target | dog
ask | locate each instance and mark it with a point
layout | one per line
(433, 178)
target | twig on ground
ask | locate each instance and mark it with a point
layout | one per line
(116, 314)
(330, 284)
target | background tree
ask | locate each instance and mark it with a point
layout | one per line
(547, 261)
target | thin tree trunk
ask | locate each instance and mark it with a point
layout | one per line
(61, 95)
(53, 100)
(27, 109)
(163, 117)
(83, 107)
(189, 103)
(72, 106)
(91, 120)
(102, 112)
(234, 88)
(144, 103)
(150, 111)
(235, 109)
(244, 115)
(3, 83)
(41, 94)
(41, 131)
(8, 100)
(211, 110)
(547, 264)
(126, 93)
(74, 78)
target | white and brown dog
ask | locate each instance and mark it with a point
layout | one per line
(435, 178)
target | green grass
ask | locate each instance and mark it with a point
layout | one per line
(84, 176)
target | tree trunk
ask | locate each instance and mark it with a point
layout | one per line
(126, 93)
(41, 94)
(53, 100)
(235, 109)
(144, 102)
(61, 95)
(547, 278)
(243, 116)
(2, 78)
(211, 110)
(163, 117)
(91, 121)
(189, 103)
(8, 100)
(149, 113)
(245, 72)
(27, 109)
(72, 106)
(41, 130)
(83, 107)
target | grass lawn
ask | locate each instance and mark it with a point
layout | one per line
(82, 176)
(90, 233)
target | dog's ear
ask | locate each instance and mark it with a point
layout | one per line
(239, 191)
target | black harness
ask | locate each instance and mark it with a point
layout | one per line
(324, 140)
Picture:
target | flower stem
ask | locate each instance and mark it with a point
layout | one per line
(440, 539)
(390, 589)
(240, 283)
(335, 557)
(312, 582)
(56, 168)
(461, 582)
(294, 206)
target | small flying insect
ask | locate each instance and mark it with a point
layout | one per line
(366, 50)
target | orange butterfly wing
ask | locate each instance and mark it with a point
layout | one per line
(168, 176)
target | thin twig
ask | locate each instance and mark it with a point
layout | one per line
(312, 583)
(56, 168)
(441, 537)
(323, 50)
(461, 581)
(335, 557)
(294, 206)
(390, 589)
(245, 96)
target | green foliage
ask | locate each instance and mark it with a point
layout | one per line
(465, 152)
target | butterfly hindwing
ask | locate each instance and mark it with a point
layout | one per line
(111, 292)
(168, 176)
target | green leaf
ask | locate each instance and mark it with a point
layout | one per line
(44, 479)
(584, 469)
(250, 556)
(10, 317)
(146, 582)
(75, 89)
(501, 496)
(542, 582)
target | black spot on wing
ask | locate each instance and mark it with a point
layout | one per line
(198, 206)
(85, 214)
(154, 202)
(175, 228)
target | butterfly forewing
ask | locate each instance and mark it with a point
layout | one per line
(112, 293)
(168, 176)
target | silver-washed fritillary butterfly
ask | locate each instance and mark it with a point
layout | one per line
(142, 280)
________
Turn every line of the listing above into a numbered list, leaving out any blank lines.

1. target | dog
2. ask | locate each instance and mark it with a point
3. layout | one per line
4. (433, 178)
5. target | twig on ground
6. ask | locate each instance and mark it with a point
7. layout | one per line
8. (116, 314)
9. (330, 284)
10. target | background tree
11. ask | locate each instance and mark it with a point
12. layout | one per line
13. (547, 261)
14. target | thin tree trunk
15. ask | locate each instance and mark it with a point
16. layout | one per line
17. (61, 95)
18. (53, 100)
19. (27, 109)
20. (163, 117)
21. (83, 107)
22. (189, 103)
23. (72, 106)
24. (91, 120)
25. (102, 112)
26. (234, 88)
27. (144, 103)
28. (150, 111)
29. (235, 109)
30. (244, 115)
31. (3, 83)
32. (41, 94)
33. (41, 131)
34. (8, 100)
35. (211, 110)
36. (547, 264)
37. (126, 93)
38. (74, 78)
39. target | white and brown dog
40. ask | locate each instance and mark it with a point
41. layout | one per line
42. (435, 178)
43. target | green grass
44. ask | locate each instance and mark it with a point
45. layout | one per line
46. (84, 176)
47. target | tree trunk
48. ask | locate each instance and mark it with a point
49. layout | one per line
50. (126, 93)
51. (41, 94)
52. (53, 100)
53. (235, 109)
54. (144, 102)
55. (61, 95)
56. (547, 278)
57. (243, 116)
58. (2, 78)
59. (211, 110)
60. (163, 117)
61. (91, 121)
62. (189, 103)
63. (8, 100)
64. (149, 113)
65. (245, 72)
66. (27, 109)
67. (72, 106)
68. (41, 130)
69. (83, 107)
70. target | grass lawn
71. ask | locate each instance and mark it with a point
72. layout | one per line
73. (82, 176)
74. (90, 233)
75. target | dog's ear
76. ask | locate each instance and mark it with a point
77. layout | one per line
78. (239, 191)
79. target | black harness
80. ask | locate each instance and mark it with a point
81. layout | one per line
82. (324, 140)
83. Picture:
84. target | flower stem
85. ask | locate each instance and mark it with a point
86. layout | one per line
87. (440, 539)
88. (390, 589)
89. (240, 283)
90. (335, 557)
91. (312, 582)
92. (56, 168)
93. (461, 582)
94. (294, 206)
95. target | small flying insect
96. ask | locate each instance and mark it with a point
97. layout | one per line
98. (366, 50)
99. target | orange butterfly wing
100. ask | locate each instance and mark it with a point
101. layout | one per line
102. (168, 176)
103. target | thin twig
104. ask | locate each instance and mark it with a point
105. layout | one per line
106. (312, 583)
107. (56, 168)
108. (441, 537)
109. (323, 50)
110. (461, 581)
111. (335, 557)
112. (294, 206)
113. (390, 589)
114. (245, 96)
115. target | green foliage
116. ask | locate each instance and mark it with a point
117. layout | one per line
118. (465, 152)
119. target | butterfly hindwing
120. ask | locate each instance and mark it with a point
121. layout | one per line
122. (111, 292)
123. (168, 176)
124. target | green leaf
125. ask | locate each instance and mark it with a point
126. layout | one per line
127. (44, 479)
128. (584, 469)
129. (250, 556)
130. (10, 317)
131. (146, 582)
132. (75, 89)
133. (501, 496)
134. (542, 582)
135. target | black spot on wing
136. ask | locate each instance and mark it with a point
137. layout | one per line
138. (198, 206)
139. (85, 214)
140. (154, 202)
141. (175, 228)
142. target | butterfly forewing
143. ask | locate each instance and mark it with a point
144. layout | one per line
145. (112, 293)
146. (168, 176)
147. target | silver-washed fritillary butterfly
148. ask | locate each instance and mark it with a point
149. layout | one per line
150. (142, 280)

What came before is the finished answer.